Ivermectin and malaria control

As the world begins to realize the very real prospect of eliminating malaria as a public health problem globally, the scientific community is acutely aware that novel and innovative new tools will be required if that lofty goal is to be accomplished. Moreover, the need for comprehensive, integrated products and interventions is being recognized in order for the critical 'final steps' toward elimination to be taken successfully. Failure to take these crucial last steps have dogged all past global disease elimination programmes, except for smallpox. The success of ivermectin in driving two of the most devastating and disfiguring neglected tropical diseases (NTD) to the brink of elimination has been well documented. The drug also bestows immeasurable non-target benefits, increasing the health and socioeconomic prospects of all communities where mass drug administration (MDA) has been carried out. Ivermectin kills a variety of parasites and insects, including the Anopheline vectors of malaria parasites. In view of long-standing MDA programmes, increasing attention is now being paid to the potential offered by re-formulating and re-purposing ivermectin to function as a feed-though mosquitocidal tool. This will provide a comprehensively beneficial weapon, for the anti-malarial armamentarium, as well as for probably improving the impact on existing target diseases. Prospects currently look highly promising, especially as the drug is already proven to be extremely safe for human use. However, for maximum impact, detailed analysis of various analogues of the unique ivermectin, as well as the parent avermectin compounds, will need to be undertaken. 'Ivermectin' comprises an imprecise mix of two compounds, both of which are potent anthelmintics. Yet recently, it has been confirmed that only the minor of the two component compounds is molluscicidal. Further structure activity relationship studies may well identify the analogue, analogues or combination thereof best suited for use in a concerted initiative to simultaneously tackle malaria and other NTD in poly-parasitized communities.

Ivermectin to reduce malaria transmission II. Considerations regarding clinical development pathway

The development of ivermectin as a complementary vector control tool will require good quality evidence. This paper reviews the different eco-epidemiological contexts in which mass drug administration with ivermectin could be useful. Potential scenarios and pharmacological strategies are compared in order to help guide trial design. The rationale for a particular timing of an ivermectin-based tool and some potentially useful outcome measures are suggested.
—————
→ TASK LIST:
• 1. Decide whether each statement agrees with the ivermectin excerpt. Answer yes or no for each, and quote the words from the excerpt that decide it. (a) Both compounds that make up "ivermectin" are molluscicidal. (b) Ivermectin kills the mosquitoes that carry malaria parasites. (c) The excerpt says ivermectin's safety for human use has not yet been shown.
• 2. According to the ivermectin excerpt, how many neglected tropical diseases has ivermectin driven to the brink of elimination?
—————
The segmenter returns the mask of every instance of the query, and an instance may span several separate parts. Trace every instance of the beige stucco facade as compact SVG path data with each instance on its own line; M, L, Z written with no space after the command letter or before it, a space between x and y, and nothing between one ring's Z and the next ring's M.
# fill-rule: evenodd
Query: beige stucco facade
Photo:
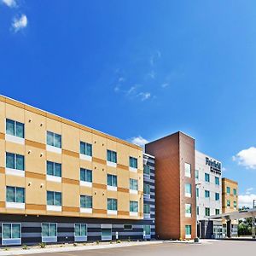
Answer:
M6 140L6 119L25 125L24 144ZM61 154L47 150L47 131L61 135ZM91 160L80 159L80 142L92 145ZM107 164L107 149L117 152L116 167ZM6 175L5 153L25 157L25 177ZM143 218L143 150L140 147L91 128L0 96L0 213L77 216L142 219ZM129 157L137 159L137 170L129 168ZM47 160L61 163L61 182L46 179ZM80 168L92 170L92 186L80 186ZM117 176L117 191L108 190L107 174ZM137 180L137 194L131 194L130 178ZM25 188L25 209L6 207L6 186ZM47 191L61 192L61 212L47 211ZM80 212L80 195L93 197L91 213ZM108 215L107 199L118 202L116 216ZM130 201L138 201L137 216L130 213Z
—————
→ RESULTS BY TASK:
• 1.
(a) No: "only the minor of the two component compounds is molluscicidal"
(b) Yes: "Ivermectin kills a variety of parasites and insects, including the Anopheline vectors of malaria parasites"
(c) No: "the drug is already proven to be extremely safe for human use"

• 2. Two.